→ The task: Could you copy out every line of the listing below, keeping each character and line break unchanged?

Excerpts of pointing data
>>>>>

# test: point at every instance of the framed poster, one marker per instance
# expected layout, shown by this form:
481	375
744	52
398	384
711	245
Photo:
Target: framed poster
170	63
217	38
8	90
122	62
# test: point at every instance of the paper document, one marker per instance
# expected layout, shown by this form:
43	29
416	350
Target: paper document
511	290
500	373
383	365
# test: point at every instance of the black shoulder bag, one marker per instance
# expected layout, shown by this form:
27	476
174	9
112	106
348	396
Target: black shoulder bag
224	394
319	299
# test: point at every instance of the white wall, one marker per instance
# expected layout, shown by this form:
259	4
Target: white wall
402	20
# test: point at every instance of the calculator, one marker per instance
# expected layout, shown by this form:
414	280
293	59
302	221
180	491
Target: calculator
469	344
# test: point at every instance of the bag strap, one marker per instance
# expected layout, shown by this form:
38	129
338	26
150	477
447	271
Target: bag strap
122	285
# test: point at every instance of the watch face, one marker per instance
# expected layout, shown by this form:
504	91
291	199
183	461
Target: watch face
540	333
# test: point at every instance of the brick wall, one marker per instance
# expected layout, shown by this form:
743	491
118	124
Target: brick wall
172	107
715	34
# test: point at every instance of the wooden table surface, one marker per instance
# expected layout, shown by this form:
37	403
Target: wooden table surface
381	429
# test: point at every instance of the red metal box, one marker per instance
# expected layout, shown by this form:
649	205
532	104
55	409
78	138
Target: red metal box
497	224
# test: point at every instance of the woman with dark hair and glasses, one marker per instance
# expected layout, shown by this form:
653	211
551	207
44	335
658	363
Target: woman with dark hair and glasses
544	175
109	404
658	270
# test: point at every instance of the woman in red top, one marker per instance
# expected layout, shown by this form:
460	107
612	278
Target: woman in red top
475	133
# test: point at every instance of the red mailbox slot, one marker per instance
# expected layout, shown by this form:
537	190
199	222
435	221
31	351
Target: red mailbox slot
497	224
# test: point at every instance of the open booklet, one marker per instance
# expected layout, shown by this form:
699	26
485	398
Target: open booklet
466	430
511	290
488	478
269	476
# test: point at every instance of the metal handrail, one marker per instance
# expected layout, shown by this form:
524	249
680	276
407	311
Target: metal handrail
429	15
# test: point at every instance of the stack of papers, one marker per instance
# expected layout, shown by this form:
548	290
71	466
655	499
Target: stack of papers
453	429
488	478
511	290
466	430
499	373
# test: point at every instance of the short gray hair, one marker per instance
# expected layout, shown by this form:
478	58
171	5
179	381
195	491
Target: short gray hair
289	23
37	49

<<<<<

→ Solution:
# test: point at every instance of the framed poster, one marker per instance
# expected layout, shown by this form:
481	375
744	52
398	384
711	245
Photo:
Target: framed poster
170	63
217	38
8	90
122	62
# test: point at every instance of the paper document, one marker per instance
# expected layout, shown by this form:
43	29
416	350
Target: paper document
511	290
500	373
383	365
# test: point at every instance of the black shoulder bag, one marker per instance
# expected layout, shown by this form:
27	476
174	9
112	106
348	396
Target: black shoulder bag
224	394
319	299
# test: point at every instance of the white wall, one marker per instance
# expected layout, shown by this form:
259	4
Target: white wall
402	20
# test: point at every instance of the calculator, one marker per instance
# expected layout, shown by this form:
414	280
293	59
302	221
180	491
Target: calculator
469	344
# test: point at every instance of the bag strap, one marker per instance
# expected layout, shown by this form:
38	129
338	26
150	477
447	271
Target: bag strap
122	285
# test: point at every instance of the watch face, one marker per instance
# expected layout, shown by this form:
504	91
291	199
183	461
Target: watch face
540	333
# test: point at every instance of the brick wall, one marker per instance
# expected layout, shown by this form:
743	491
118	124
Target: brick wall
172	107
715	34
# test: point at every instance of the wooden table surface, one marker per instance
# expected layout, shown by this form:
37	403
Target: wooden table surface
381	429
# test: point at every instance of the red metal box, one marker per instance
# expected layout, shown by this form:
649	205
532	104
55	409
78	138
Target: red metal box
497	224
# test: point at every instance of the woman with dark hair and glasses, one marker per instance
# expected layout, shown by this form:
653	211
551	207
44	335
658	363
Target: woman with dark hair and glasses
544	175
109	404
658	270
# test: point at every instance of the woman in red top, one marker per instance
# expected layout, shown by this form:
460	107
612	278
Target: woman in red top
475	133
# test: point at every instance of the red mailbox slot, one marker per instance
# expected layout, shown by this form:
537	190
199	222
435	221
31	351
Target: red mailbox slot
497	224
# test: point at every instance of the open booklet, one marker per instance
# expected layout, shown by this form:
699	26
485	398
Target: open booklet
466	430
511	290
488	478
269	476
# test: point at every instance of the metal handrail, one marker per instance
# expected layout, shown by this form:
524	249
680	276
407	311
Target: metal handrail
429	15
# test: point at every instance of the stack of papers, one marker per instance
# expected layout, shown by this form:
548	290
71	466
655	499
Target: stack of papers
453	429
488	478
511	290
466	430
499	373
# test: point at every instance of the short gray hair, one marker per instance
# expected layout, shown by this form:
478	58
171	5
179	381
195	491
Target: short gray hair
289	23
37	49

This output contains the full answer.